Pull each line with the string "below" from the entries.

Provided records: Begin

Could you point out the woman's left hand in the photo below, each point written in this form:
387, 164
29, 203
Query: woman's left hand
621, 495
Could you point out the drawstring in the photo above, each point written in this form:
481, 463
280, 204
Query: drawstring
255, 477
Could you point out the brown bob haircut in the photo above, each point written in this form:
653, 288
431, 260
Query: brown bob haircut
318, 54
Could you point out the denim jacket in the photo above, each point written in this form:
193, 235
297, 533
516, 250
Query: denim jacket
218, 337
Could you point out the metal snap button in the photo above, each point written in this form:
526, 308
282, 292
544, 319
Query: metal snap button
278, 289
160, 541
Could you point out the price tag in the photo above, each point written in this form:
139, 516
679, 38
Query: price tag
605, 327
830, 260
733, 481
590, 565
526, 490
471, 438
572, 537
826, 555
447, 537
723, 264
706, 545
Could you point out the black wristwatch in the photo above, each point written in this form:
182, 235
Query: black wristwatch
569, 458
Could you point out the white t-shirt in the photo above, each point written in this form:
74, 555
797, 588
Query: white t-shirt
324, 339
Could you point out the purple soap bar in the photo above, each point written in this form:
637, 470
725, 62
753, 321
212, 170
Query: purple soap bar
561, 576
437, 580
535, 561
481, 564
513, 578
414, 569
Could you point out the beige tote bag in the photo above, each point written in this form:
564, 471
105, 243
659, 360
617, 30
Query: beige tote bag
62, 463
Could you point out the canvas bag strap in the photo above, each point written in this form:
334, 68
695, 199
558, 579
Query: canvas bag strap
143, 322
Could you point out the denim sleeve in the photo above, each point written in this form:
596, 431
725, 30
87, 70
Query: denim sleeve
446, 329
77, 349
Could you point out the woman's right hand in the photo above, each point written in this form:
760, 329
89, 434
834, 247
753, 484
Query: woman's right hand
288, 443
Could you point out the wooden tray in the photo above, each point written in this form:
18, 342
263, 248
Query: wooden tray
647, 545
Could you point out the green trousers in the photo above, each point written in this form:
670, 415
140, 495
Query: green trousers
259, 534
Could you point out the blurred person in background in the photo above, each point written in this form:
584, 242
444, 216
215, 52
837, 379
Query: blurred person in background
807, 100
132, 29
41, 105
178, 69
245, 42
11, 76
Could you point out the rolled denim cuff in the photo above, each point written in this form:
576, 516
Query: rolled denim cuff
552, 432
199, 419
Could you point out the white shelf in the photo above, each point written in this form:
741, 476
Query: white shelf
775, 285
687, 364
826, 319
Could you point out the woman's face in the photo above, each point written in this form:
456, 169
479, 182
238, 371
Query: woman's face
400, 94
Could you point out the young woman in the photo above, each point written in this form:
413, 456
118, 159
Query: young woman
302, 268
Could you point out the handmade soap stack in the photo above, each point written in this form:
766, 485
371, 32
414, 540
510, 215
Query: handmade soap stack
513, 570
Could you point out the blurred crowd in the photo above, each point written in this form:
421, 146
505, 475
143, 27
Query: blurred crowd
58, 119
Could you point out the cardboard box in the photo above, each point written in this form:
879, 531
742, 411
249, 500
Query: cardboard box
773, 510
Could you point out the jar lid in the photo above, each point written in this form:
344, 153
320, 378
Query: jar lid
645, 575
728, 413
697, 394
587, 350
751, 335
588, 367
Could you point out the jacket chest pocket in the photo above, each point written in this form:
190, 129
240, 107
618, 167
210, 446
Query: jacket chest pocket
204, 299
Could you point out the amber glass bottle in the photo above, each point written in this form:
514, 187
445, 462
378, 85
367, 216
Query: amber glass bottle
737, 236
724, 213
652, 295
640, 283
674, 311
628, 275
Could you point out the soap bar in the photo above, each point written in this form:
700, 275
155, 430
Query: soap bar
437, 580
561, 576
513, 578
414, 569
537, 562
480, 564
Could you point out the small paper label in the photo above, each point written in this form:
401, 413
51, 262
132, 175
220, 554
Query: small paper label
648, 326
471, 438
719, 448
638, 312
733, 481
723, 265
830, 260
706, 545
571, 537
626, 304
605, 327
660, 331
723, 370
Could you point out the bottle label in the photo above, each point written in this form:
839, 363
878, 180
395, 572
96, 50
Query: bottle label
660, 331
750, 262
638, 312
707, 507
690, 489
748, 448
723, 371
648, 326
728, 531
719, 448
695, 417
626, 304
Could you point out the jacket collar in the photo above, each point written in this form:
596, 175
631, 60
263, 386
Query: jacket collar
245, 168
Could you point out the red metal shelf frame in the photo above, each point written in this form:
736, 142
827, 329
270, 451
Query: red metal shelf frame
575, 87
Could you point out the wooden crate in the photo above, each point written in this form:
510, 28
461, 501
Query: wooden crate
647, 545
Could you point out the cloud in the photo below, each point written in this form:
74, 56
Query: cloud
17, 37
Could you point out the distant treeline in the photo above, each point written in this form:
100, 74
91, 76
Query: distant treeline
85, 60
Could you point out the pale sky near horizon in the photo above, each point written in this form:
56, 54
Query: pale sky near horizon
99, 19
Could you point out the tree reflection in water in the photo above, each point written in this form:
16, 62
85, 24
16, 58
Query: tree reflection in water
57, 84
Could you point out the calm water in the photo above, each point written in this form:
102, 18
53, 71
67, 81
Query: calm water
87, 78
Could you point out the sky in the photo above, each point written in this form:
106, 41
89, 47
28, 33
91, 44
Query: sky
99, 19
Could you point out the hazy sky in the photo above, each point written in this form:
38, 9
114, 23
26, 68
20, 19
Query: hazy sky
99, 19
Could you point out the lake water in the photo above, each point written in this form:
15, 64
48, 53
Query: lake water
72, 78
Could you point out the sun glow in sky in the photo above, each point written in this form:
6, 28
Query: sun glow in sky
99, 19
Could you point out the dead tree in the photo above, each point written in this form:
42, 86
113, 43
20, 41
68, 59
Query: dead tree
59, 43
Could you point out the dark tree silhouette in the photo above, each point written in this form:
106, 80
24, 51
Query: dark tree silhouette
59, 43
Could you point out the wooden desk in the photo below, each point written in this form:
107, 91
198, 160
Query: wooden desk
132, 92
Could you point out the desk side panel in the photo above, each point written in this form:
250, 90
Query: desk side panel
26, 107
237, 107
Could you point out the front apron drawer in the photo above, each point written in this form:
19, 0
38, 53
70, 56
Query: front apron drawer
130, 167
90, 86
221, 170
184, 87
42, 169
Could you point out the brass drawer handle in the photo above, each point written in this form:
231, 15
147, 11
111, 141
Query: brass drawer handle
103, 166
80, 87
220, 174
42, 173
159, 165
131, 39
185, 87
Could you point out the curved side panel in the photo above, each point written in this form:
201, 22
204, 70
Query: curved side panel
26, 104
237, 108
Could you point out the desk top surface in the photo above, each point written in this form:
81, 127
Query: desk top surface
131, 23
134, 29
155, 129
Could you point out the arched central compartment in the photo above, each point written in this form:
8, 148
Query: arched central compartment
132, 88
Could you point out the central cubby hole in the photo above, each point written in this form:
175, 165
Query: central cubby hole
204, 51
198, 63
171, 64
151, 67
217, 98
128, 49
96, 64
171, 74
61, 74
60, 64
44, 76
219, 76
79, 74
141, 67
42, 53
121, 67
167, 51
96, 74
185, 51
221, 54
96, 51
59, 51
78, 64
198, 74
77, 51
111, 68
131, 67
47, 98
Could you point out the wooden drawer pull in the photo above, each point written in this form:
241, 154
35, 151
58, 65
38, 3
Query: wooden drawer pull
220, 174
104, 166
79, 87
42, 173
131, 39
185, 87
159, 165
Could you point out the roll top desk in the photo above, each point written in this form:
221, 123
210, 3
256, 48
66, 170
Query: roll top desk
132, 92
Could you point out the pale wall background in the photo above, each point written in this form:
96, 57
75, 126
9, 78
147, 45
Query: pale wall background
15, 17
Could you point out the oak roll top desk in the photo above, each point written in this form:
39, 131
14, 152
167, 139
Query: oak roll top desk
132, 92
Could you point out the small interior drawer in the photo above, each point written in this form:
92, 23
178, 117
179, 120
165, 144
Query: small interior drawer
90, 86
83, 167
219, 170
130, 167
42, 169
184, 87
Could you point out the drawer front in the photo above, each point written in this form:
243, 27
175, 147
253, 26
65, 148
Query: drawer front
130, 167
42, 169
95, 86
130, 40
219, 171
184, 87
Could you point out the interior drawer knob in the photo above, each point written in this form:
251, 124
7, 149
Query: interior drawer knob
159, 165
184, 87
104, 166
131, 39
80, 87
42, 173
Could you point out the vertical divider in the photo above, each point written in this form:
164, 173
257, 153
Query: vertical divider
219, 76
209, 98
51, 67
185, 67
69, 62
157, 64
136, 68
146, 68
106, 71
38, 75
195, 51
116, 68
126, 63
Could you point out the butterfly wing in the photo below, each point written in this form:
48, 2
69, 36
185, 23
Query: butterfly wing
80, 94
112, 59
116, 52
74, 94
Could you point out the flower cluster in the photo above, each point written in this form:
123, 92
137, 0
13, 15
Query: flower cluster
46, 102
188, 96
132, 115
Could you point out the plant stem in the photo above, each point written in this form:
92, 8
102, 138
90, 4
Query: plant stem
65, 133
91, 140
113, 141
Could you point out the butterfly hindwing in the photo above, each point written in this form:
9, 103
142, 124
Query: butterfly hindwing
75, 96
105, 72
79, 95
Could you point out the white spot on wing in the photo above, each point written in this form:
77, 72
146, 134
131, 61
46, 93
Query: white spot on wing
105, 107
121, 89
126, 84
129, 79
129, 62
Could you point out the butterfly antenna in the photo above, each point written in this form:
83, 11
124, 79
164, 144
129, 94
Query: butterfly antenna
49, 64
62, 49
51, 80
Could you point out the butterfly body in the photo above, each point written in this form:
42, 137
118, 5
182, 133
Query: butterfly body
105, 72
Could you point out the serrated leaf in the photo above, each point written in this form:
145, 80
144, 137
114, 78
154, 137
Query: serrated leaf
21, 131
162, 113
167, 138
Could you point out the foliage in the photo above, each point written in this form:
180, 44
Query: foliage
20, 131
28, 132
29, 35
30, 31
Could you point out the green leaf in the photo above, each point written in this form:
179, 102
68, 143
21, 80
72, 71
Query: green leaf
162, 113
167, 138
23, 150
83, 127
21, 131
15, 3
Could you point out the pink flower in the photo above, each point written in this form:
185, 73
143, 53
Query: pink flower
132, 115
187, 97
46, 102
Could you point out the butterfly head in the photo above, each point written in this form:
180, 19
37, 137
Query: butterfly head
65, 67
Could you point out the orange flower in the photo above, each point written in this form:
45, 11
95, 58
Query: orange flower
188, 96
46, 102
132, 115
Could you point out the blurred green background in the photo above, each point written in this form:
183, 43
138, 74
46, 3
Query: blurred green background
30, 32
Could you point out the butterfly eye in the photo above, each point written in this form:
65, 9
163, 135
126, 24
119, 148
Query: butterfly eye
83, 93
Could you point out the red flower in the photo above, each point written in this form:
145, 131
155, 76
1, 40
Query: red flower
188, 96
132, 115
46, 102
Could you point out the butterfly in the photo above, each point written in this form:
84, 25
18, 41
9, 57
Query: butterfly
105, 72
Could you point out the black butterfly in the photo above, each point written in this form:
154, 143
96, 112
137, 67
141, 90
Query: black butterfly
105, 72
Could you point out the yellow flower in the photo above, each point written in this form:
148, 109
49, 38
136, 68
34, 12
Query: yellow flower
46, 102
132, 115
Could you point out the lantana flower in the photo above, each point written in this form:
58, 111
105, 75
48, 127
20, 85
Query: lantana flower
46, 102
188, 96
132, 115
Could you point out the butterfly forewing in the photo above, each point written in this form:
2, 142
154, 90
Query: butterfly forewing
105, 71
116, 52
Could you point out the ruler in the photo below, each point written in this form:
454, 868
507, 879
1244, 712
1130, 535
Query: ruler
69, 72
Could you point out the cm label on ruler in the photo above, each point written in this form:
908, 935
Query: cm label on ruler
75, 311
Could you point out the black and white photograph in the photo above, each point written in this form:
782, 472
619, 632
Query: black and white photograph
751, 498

Provided records: End

→ Response:
Could you point out the woman's left hand in the photo below, each point written in this form:
Could you point out the cloud in the photo below, each point written in this form:
Could you point out the wooden desk in the photo below, each point written in this form:
Could you point out the butterfly wing in the photo below, each point written in this form:
Could you point out the ruler in the photo below, each point written in this form:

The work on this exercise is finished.